DATA PROVIDED START
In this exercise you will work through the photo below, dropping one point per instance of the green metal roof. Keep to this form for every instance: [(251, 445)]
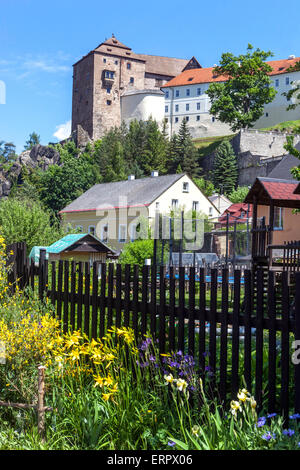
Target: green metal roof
[(65, 242)]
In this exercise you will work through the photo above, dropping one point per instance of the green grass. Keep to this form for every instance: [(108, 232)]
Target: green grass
[(287, 126), (207, 145)]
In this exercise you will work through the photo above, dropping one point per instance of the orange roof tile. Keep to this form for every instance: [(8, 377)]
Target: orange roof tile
[(205, 75)]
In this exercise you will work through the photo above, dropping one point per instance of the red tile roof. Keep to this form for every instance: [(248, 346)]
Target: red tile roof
[(205, 75), (281, 192)]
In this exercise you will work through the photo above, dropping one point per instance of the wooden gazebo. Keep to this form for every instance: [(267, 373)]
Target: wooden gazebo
[(274, 193)]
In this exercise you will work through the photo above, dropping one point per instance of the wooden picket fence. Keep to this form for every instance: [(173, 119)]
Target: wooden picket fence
[(235, 327)]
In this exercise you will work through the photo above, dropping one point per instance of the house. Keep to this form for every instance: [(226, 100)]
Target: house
[(220, 201), (185, 97), (274, 200), (238, 212), (113, 211), (77, 247)]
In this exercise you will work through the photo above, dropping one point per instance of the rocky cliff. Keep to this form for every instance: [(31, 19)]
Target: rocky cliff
[(39, 156)]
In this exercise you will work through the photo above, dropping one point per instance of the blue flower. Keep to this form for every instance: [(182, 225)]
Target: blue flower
[(261, 422), (268, 436), (288, 432)]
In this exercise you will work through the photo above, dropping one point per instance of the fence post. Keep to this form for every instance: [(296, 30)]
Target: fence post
[(42, 273), (297, 338)]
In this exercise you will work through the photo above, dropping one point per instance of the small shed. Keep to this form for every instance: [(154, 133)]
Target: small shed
[(80, 247)]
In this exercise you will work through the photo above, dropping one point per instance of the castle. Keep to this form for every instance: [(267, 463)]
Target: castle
[(112, 84)]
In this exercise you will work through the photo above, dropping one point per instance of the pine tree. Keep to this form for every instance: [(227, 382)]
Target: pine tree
[(225, 173)]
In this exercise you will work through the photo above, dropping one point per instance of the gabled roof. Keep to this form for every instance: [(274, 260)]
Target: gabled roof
[(278, 191), (206, 75), (67, 242), (133, 193)]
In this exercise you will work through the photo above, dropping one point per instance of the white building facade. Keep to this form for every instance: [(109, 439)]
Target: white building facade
[(185, 97)]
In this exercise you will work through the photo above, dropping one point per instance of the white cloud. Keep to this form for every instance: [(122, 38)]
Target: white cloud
[(63, 131)]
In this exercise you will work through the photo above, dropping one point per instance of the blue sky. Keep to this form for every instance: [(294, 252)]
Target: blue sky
[(41, 39)]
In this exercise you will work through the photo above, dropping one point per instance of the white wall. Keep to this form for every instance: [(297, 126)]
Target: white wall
[(142, 105)]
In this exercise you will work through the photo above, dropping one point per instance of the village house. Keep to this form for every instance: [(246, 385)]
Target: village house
[(185, 97), (114, 211)]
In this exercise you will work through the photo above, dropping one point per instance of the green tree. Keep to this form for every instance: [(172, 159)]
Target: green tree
[(60, 185), (137, 252), (225, 171), (238, 194), (239, 98), (205, 186), (294, 93), (27, 221), (34, 139), (185, 152)]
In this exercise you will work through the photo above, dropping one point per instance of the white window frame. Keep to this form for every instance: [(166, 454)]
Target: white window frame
[(122, 240), (92, 226)]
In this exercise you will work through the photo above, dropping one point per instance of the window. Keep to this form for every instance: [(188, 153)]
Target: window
[(185, 187), (278, 218), (109, 74), (174, 203), (104, 236), (133, 233), (195, 205), (122, 233)]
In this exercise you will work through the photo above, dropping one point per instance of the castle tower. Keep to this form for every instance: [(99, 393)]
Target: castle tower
[(103, 75)]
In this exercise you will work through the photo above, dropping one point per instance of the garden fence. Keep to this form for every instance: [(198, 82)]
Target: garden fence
[(239, 328)]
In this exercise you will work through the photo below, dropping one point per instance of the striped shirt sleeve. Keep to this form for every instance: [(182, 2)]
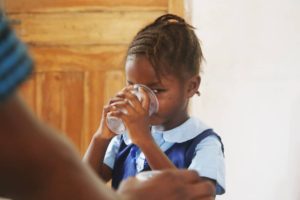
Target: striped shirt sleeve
[(15, 61)]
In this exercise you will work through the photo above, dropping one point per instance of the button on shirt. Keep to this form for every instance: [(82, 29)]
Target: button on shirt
[(208, 160)]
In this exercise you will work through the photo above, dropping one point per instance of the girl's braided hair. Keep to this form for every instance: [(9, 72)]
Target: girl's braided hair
[(171, 46)]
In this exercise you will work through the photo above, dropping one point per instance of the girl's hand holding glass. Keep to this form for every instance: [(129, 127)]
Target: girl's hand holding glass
[(131, 110)]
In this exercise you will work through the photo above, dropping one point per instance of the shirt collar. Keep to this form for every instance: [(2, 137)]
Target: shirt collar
[(184, 132)]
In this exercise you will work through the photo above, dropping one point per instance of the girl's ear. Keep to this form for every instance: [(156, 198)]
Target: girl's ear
[(193, 86)]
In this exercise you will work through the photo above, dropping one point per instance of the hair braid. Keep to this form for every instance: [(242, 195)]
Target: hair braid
[(171, 46)]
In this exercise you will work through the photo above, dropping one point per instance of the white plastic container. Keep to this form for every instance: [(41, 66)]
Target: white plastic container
DATA PROVIDED END
Copy each line containing the word "plastic" from the data.

*EXERCISE SOLUTION*
In this exercise you will work through the photo above, dropping one point per instance of the white plastic container. Keep to this form for every instance: [(41, 66)]
Target: white plastic container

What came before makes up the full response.